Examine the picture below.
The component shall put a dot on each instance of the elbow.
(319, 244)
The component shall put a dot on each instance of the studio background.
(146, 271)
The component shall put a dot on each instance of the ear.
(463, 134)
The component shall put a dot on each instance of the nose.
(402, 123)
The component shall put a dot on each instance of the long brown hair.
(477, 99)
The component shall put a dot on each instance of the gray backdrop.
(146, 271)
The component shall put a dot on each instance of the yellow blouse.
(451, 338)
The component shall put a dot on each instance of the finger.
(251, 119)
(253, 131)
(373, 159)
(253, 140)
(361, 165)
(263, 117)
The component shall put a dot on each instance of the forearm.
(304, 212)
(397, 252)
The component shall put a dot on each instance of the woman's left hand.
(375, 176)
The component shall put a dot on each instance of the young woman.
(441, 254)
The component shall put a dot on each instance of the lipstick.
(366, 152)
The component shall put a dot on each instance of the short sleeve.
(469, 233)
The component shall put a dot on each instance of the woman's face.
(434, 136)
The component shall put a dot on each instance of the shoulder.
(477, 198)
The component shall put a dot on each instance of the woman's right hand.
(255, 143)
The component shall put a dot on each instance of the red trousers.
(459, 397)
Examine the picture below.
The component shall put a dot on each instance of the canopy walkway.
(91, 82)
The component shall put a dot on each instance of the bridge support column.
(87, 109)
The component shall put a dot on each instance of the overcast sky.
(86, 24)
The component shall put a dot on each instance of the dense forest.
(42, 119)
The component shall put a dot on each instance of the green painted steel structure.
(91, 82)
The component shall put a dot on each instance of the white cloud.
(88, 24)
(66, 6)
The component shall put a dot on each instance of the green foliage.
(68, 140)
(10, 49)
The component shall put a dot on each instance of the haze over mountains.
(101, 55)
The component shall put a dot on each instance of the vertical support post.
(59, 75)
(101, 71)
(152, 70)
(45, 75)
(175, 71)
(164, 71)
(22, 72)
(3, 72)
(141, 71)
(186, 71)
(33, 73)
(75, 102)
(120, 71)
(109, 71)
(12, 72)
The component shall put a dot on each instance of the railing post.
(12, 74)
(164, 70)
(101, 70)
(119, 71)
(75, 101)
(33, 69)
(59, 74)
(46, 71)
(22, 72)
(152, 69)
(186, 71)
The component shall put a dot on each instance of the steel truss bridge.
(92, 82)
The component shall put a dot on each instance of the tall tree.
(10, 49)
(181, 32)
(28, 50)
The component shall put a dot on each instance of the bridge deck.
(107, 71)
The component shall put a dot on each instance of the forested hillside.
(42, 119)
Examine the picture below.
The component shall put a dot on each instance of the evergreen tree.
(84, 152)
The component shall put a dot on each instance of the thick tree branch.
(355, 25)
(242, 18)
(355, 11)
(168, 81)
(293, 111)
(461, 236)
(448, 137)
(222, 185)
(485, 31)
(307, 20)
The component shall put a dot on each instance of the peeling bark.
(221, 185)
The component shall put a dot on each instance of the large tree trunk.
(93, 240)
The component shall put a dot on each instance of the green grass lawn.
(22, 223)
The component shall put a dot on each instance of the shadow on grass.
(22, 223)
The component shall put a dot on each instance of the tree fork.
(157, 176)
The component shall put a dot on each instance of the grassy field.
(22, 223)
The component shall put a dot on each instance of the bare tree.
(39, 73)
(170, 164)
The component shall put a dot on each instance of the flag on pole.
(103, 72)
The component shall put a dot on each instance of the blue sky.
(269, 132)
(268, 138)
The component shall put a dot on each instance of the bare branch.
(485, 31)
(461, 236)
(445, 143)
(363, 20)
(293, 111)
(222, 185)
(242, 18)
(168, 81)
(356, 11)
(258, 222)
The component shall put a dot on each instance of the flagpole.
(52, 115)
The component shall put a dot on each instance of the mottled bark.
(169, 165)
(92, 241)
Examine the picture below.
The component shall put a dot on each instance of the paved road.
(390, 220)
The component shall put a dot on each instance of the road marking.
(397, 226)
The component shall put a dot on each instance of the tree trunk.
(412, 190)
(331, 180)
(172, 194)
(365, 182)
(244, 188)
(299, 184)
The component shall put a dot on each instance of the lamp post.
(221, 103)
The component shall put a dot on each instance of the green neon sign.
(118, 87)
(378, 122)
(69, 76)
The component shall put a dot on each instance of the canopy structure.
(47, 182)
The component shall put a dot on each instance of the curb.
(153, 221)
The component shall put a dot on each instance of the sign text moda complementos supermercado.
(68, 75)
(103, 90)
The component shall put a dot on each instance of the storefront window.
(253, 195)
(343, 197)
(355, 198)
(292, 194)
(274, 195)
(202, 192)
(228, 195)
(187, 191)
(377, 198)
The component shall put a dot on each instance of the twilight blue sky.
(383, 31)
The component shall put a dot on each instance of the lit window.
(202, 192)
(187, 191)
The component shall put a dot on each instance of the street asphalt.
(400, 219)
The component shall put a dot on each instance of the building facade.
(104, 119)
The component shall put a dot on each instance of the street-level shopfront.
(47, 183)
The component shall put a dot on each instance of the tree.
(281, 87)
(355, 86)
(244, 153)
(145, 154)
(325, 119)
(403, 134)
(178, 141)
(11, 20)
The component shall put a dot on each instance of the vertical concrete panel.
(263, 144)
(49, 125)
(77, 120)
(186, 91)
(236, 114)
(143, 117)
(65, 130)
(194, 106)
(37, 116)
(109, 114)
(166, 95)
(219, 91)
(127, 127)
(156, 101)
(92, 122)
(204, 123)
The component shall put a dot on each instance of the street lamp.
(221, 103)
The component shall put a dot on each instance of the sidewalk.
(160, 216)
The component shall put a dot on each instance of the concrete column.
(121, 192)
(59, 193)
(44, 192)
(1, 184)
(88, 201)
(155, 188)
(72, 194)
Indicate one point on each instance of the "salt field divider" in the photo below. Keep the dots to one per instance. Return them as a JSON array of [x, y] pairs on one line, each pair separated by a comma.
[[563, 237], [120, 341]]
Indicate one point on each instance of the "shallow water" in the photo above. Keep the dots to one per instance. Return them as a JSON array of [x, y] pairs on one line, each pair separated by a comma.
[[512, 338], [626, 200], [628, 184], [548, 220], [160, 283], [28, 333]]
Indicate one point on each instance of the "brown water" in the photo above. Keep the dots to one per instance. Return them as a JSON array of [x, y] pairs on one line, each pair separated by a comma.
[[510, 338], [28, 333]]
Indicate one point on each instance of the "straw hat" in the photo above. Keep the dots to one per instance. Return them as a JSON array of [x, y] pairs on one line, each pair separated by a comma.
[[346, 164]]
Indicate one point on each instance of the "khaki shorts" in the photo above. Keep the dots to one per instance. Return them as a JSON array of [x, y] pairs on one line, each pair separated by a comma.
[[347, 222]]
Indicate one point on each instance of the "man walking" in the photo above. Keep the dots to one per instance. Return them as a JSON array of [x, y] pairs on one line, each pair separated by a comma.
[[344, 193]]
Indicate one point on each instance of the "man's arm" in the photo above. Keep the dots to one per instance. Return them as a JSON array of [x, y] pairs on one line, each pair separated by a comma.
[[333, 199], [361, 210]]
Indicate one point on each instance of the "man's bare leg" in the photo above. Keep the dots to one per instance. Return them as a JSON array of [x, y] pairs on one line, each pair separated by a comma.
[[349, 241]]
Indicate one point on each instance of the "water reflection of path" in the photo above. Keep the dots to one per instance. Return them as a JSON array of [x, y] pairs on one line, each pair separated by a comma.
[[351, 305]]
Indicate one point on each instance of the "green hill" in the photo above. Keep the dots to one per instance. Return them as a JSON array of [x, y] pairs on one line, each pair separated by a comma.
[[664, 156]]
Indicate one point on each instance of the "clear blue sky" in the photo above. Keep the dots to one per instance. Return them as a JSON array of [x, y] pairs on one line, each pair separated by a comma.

========================================================================

* _DIRECTIVE_: The whole listing above needs to be written out again exactly.

* _RESULT_:
Examine the picture below.
The component shall put a dot on each instance of the elbow.
(319, 244)
The component shall put a dot on each instance of the studio background.
(146, 271)
The component shall put a dot on each instance of the ear.
(463, 134)
The component shall put a dot on each instance of the nose.
(402, 123)
The component shall put a dot on each instance of the long brown hair.
(477, 99)
The component shall put a dot on each instance of the gray backdrop.
(146, 271)
The component shall put a dot on each instance of the yellow blouse.
(451, 338)
The component shall put a dot on each instance of the finger.
(251, 119)
(253, 131)
(373, 159)
(253, 140)
(361, 165)
(263, 117)
The component shall put a dot on each instance of the forearm.
(304, 212)
(397, 252)
The component shall put a dot on each instance of the woman's left hand.
(375, 176)
The component shall put a dot on each instance of the young woman.
(441, 254)
The component shall put a dot on each instance of the lipstick.
(366, 152)
The component shall put a dot on each instance of the short sleeve.
(469, 233)
The component shall put a dot on each instance of the woman's face.
(434, 136)
The component shall put a dot on each instance of the shoulder.
(477, 198)
The component shall put a dot on each instance of the woman's right hand.
(255, 143)
The component shall put a dot on each instance of the red trousers.
(459, 397)
Examine the picture below.
The component shall put a dot on each instance of the canopy walkway.
(91, 82)
The component shall put a dot on each instance of the bridge support column.
(87, 109)
The component shall put a dot on each instance of the overcast sky.
(86, 24)
The component shall put a dot on each instance of the dense forest.
(42, 119)
The component shall put a dot on each instance of the green painted steel structure.
(91, 82)
The component shall put a dot on each instance of the white cloud.
(88, 24)
(66, 6)
The component shall put a dot on each instance of the green foliage.
(68, 140)
(10, 49)
The component shall put a dot on each instance of the haze over mountains.
(101, 55)
The component shall put a dot on each instance of the vertical support post.
(59, 75)
(101, 71)
(152, 70)
(45, 75)
(175, 71)
(164, 71)
(22, 72)
(3, 72)
(141, 71)
(186, 71)
(33, 73)
(75, 102)
(120, 71)
(109, 71)
(12, 72)
The component shall put a dot on each instance of the railing post.
(12, 74)
(164, 70)
(101, 70)
(119, 71)
(75, 101)
(33, 69)
(59, 74)
(46, 71)
(22, 72)
(152, 69)
(186, 71)
The component shall put a dot on each instance of the steel truss bridge.
(92, 82)
The component shall put a dot on each instance of the tall tree.
(10, 49)
(181, 32)
(28, 50)
The component shall put a dot on each instance of the bridge deck.
(107, 71)
The component shall put a dot on each instance of the forested hillside.
(42, 119)
Examine the picture below.
The component shall put a dot on each instance of the evergreen tree.
(84, 152)
The component shall put a dot on each instance of the thick tree branch.
(355, 25)
(242, 18)
(355, 11)
(168, 81)
(293, 111)
(461, 236)
(448, 137)
(222, 185)
(485, 31)
(307, 20)
The component shall put a dot on each instance of the peeling bark.
(221, 185)
The component shall put a dot on each instance of the large tree trunk.
(93, 240)
The component shall put a dot on each instance of the green grass lawn.
(22, 223)
The component shall put a dot on each instance of the shadow on grass.
(22, 223)
The component shall put a dot on each instance of the tree fork.
(157, 176)
The component shall put a dot on each instance of the grassy field.
(22, 223)
The component shall put a dot on each instance of the bare tree.
(39, 73)
(170, 164)
The component shall put a dot on each instance of the flag on pole.
(103, 72)
The component shall put a dot on each instance of the blue sky.
(269, 132)
(268, 138)
The component shall put a dot on each instance of the bare branch.
(485, 31)
(461, 236)
(445, 143)
(363, 20)
(293, 111)
(222, 185)
(242, 18)
(168, 81)
(356, 11)
(258, 222)
The component shall put a dot on each instance of the flagpole.
(52, 115)
The component shall put a dot on each instance of the mottled bark.
(169, 165)
(92, 241)
Examine the picture below.
The component shall put a dot on each instance of the paved road.
(390, 220)
The component shall put a dot on each instance of the road marking.
(397, 226)
The component shall put a dot on each instance of the tree trunk.
(412, 190)
(331, 180)
(172, 194)
(365, 182)
(244, 188)
(299, 184)
The component shall put a dot on each instance of the lamp post.
(221, 103)
The component shall put a dot on each instance of the green neon sign.
(118, 87)
(378, 122)
(69, 76)
The component shall put a dot on each instance of the canopy structure.
(47, 182)
The component shall put a dot on each instance of the curb.
(153, 221)
The component shall put a dot on each instance of the sign text moda complementos supermercado.
(68, 75)
(103, 90)
The component shall put a dot on each instance of the storefront window.
(253, 195)
(343, 197)
(355, 198)
(292, 194)
(274, 195)
(202, 192)
(228, 195)
(187, 191)
(377, 198)
The component shall put a dot on each instance of the twilight blue sky.
(383, 31)
The component shall put a dot on each instance of the lit window.
(202, 192)
(187, 191)
The component shall put a dot on each instance of the street asphalt.
(400, 219)
The component shall put a dot on each instance of the building facade.
(104, 119)
The component shall put a dot on each instance of the street-level shopfront.
(47, 183)
The component shall put a dot on each instance of the tree.
(281, 87)
(355, 86)
(244, 153)
(145, 154)
(325, 119)
(403, 134)
(178, 141)
(11, 20)
The component shall put a dot on each instance of the vertical concrete panel.
(263, 144)
(49, 125)
(77, 120)
(186, 91)
(236, 114)
(143, 117)
(65, 130)
(194, 106)
(37, 116)
(109, 114)
(166, 95)
(219, 91)
(127, 127)
(156, 101)
(92, 122)
(204, 123)
The component shall put a dot on each instance of the street lamp.
(221, 103)
The component shall put a dot on each instance of the sidewalk.
(160, 216)
The component shall put a dot on each instance of the concrete column.
(121, 192)
(59, 193)
(44, 192)
(1, 184)
(88, 201)
(155, 188)
(72, 194)
Indicate one point on each instance of the "salt field divider" in the photo below. Keep the dots to one per instance. Return them as a JSON array of [x, y] pairs on one line, each pair separated by a comma.
[[563, 237], [120, 341]]
Indicate one point on each instance of the "shallow water" in the photo above. Keep the dots to one per instance. Return them as a JSON array of [x, y] pairs on one line, each pair separated by a comma.
[[512, 338], [626, 200], [628, 184], [548, 220], [160, 283], [28, 333]]
Indicate one point on each instance of the "brown water" in the photo above. Keep the dots to one per instance. Return them as a JSON array of [x, y] pairs on one line, each pair separated by a comma.
[[510, 338], [28, 333]]
Indicate one point on each instance of the "straw hat" in the photo above. Keep the dots to one per instance. Return them as a JSON array of [x, y] pairs on one line, each pair separated by a comma.
[[346, 164]]
Indicate one point on each instance of the "khaki shorts" in the photo above. Keep the dots to one per instance. Return them as a JSON array of [x, y] pairs on one line, each pair separated by a comma.
[[347, 222]]
Indicate one point on each instance of the "man walking" in the photo above. Keep the dots to one per instance. Return them as a JSON array of [x, y] pairs on one line, each pair separated by a comma.
[[344, 193]]
Indicate one point on each instance of the "man's arm" in the photo above. Keep the dots to one per instance. Return them as a JSON array of [x, y] pairs on one line, each pair separated by a comma.
[[333, 199], [361, 210]]
Indicate one point on each instance of the "man's bare leg" in the photo above. Keep the dots to one per instance. Return them as a JSON array of [x, y] pairs on one line, each pair separated by a comma.
[[349, 241]]
Indicate one point on each instance of the "water reflection of path" in the photo above. Keep the dots to one per instance. Return them as a JSON array of [x, y] pairs on one line, each pair separated by a comma.
[[351, 305]]
Indicate one point on each instance of the "green hill" in the photo above. Keep the dots to one per instance. Return them as a JSON array of [x, y] pairs on one line, each pair separated by a comma.
[[664, 156]]
Indicate one point on each instance of the "clear blue sky" in the photo above. Keep the dots to one per instance. Return them as a JSON array of [x, y] pairs on one line, each pair separated by a comma.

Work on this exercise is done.